Data for this task -
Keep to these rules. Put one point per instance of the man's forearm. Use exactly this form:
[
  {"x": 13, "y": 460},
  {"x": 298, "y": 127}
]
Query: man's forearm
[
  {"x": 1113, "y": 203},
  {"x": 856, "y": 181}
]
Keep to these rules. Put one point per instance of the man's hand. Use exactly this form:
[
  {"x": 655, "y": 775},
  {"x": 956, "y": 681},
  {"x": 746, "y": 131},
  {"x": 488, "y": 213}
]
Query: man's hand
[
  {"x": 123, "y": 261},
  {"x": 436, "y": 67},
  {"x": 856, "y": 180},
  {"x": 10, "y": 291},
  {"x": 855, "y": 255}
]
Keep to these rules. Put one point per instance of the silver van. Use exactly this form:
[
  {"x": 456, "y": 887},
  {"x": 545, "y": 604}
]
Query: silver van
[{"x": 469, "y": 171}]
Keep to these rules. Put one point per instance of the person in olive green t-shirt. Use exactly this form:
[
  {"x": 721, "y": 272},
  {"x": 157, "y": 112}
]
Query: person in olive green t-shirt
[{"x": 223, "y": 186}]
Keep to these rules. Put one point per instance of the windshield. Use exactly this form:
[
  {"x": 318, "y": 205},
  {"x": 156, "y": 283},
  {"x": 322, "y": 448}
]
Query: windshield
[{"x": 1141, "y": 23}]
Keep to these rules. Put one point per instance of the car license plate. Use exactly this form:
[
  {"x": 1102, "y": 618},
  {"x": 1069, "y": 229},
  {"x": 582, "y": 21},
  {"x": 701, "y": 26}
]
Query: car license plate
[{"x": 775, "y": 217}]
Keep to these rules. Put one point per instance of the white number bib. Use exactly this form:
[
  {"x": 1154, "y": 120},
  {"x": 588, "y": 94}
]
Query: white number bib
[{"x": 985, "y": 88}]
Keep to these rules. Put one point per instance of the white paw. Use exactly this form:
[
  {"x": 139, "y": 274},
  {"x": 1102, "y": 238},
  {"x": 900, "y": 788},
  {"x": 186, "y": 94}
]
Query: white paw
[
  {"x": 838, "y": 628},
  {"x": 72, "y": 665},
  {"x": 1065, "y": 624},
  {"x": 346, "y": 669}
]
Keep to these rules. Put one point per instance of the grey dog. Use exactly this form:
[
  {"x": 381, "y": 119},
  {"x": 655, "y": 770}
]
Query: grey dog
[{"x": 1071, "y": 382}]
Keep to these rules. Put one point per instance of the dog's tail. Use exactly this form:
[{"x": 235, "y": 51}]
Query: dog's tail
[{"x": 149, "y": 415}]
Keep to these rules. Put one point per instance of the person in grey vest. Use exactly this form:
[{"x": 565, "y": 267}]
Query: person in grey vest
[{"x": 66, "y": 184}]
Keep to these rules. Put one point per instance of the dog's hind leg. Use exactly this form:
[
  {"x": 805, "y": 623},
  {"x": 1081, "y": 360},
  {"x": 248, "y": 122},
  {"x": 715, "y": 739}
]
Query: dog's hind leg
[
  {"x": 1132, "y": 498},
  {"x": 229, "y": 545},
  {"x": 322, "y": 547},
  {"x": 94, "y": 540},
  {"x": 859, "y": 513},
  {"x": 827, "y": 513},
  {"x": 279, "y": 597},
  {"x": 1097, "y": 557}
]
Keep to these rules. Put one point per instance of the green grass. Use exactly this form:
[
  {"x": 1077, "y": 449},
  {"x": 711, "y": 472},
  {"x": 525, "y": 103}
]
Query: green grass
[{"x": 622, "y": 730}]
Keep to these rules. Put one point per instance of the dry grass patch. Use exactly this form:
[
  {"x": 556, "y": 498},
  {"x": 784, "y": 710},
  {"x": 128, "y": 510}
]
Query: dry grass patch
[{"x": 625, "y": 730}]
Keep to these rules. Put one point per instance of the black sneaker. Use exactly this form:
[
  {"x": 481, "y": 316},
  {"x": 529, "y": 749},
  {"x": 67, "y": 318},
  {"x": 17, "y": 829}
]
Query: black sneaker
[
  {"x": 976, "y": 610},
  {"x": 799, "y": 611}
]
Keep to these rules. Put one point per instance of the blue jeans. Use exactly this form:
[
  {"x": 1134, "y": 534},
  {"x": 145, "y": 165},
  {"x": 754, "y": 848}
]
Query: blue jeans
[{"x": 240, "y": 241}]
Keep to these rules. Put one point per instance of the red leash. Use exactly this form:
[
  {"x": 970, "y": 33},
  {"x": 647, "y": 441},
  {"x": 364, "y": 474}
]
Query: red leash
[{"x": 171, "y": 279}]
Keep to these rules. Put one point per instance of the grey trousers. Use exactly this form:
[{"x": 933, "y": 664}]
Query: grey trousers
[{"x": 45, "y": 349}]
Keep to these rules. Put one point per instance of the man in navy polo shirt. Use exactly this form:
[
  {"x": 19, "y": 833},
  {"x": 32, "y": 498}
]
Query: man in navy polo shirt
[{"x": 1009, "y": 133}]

What the task asks -
Reproduce the listing exactly. Every line stays as it is.

Exercise output -
Keep to these rules. Put one point per instance of the man's forearm. Use exactly this form:
[
  {"x": 13, "y": 460},
  {"x": 298, "y": 127}
]
Query: man's forearm
[
  {"x": 1113, "y": 203},
  {"x": 856, "y": 181}
]
Keep to these rules. Put one point per instance of the man's hand. Use exactly this form:
[
  {"x": 655, "y": 775},
  {"x": 956, "y": 681},
  {"x": 746, "y": 131},
  {"x": 488, "y": 213}
]
Query: man's hand
[
  {"x": 123, "y": 261},
  {"x": 436, "y": 67},
  {"x": 856, "y": 180},
  {"x": 10, "y": 291},
  {"x": 855, "y": 255}
]
Keep to these rules. Put one point per instance of the silver van. Use exactly this form:
[
  {"x": 456, "y": 887},
  {"x": 545, "y": 604}
]
Query: silver van
[{"x": 469, "y": 171}]
Keep to these rules. Put one point per instance of the person in olive green t-shirt. Use exactly this form:
[
  {"x": 721, "y": 272},
  {"x": 157, "y": 112}
]
Query: person in olive green t-shirt
[{"x": 223, "y": 186}]
Keep to these rules. Put one point per instance of the windshield. Use exactly this form:
[
  {"x": 318, "y": 205},
  {"x": 156, "y": 283},
  {"x": 322, "y": 448}
]
Query: windshield
[{"x": 1141, "y": 23}]
Keep to these rules. Put one point per instance of the car license plate. Use exactly this form:
[
  {"x": 1102, "y": 618},
  {"x": 1069, "y": 229},
  {"x": 582, "y": 21},
  {"x": 701, "y": 26}
]
Query: car license plate
[{"x": 775, "y": 217}]
Keep to these rules. Put one point per instance of the white number bib. Use exactly this form:
[
  {"x": 1154, "y": 120},
  {"x": 588, "y": 94}
]
Query: white number bib
[{"x": 985, "y": 88}]
Keep to these rules. Put one point per instance of the white paw. Use exactly this form:
[
  {"x": 139, "y": 274},
  {"x": 1102, "y": 238},
  {"x": 900, "y": 788},
  {"x": 186, "y": 94}
]
Query: white paw
[
  {"x": 838, "y": 628},
  {"x": 72, "y": 665},
  {"x": 1065, "y": 624},
  {"x": 346, "y": 669}
]
Keep to these rules. Put one point per instance of the grey dog. Use exactly this form:
[
  {"x": 381, "y": 119},
  {"x": 655, "y": 770}
]
Query: grey dog
[{"x": 1071, "y": 382}]
Keep to these rules. Put one point per instance of the dog's tail. Use exactly this form:
[{"x": 235, "y": 51}]
Query: dog's tail
[{"x": 149, "y": 415}]
Keep to these rules. Put one point per instance of the person in grey vest. Use exactly this form:
[{"x": 565, "y": 267}]
Query: person in grey vest
[{"x": 66, "y": 184}]
Keep to these rules. Put one point per instance of the dog's hind leg. Use exactly this form:
[
  {"x": 805, "y": 623},
  {"x": 1081, "y": 360},
  {"x": 248, "y": 122},
  {"x": 715, "y": 739}
]
Query: dog's hind leg
[
  {"x": 1132, "y": 498},
  {"x": 229, "y": 545},
  {"x": 322, "y": 547},
  {"x": 94, "y": 540},
  {"x": 859, "y": 513},
  {"x": 827, "y": 513},
  {"x": 279, "y": 597},
  {"x": 1097, "y": 557}
]
Keep to these rules. Put one point per instance of the green grass. Use exactly this form:
[
  {"x": 1077, "y": 449},
  {"x": 711, "y": 472},
  {"x": 525, "y": 103}
]
Query: green grass
[{"x": 622, "y": 730}]
Keep to these rules. Put one point per instance of the dry grass patch. Use exactly this form:
[
  {"x": 556, "y": 498},
  {"x": 784, "y": 710},
  {"x": 128, "y": 510}
]
Query: dry grass patch
[{"x": 625, "y": 730}]
Keep to these rules. Put one point per instance of the black sneaker. Use exactly this form:
[
  {"x": 481, "y": 316},
  {"x": 529, "y": 749},
  {"x": 67, "y": 318},
  {"x": 17, "y": 829}
]
Query: black sneaker
[
  {"x": 976, "y": 610},
  {"x": 799, "y": 611}
]
Keep to these rules. Put one point per instance of the blue jeans. Use exactly this form:
[
  {"x": 1134, "y": 534},
  {"x": 145, "y": 165},
  {"x": 754, "y": 848}
]
Query: blue jeans
[{"x": 240, "y": 241}]
Keep to these rules. Put one point per instance of the red leash. Use exactly this form:
[
  {"x": 970, "y": 33},
  {"x": 647, "y": 441},
  {"x": 364, "y": 474}
]
Query: red leash
[{"x": 171, "y": 279}]
Keep to these rules. Put one point per instance of the grey trousers. Use exactly this form:
[{"x": 933, "y": 664}]
Query: grey trousers
[{"x": 45, "y": 349}]
Keep to these rules. Put one point per instance of the man in navy polo shirt. Use exactly this form:
[
  {"x": 19, "y": 833},
  {"x": 32, "y": 498}
]
Query: man in navy polo shirt
[{"x": 1009, "y": 133}]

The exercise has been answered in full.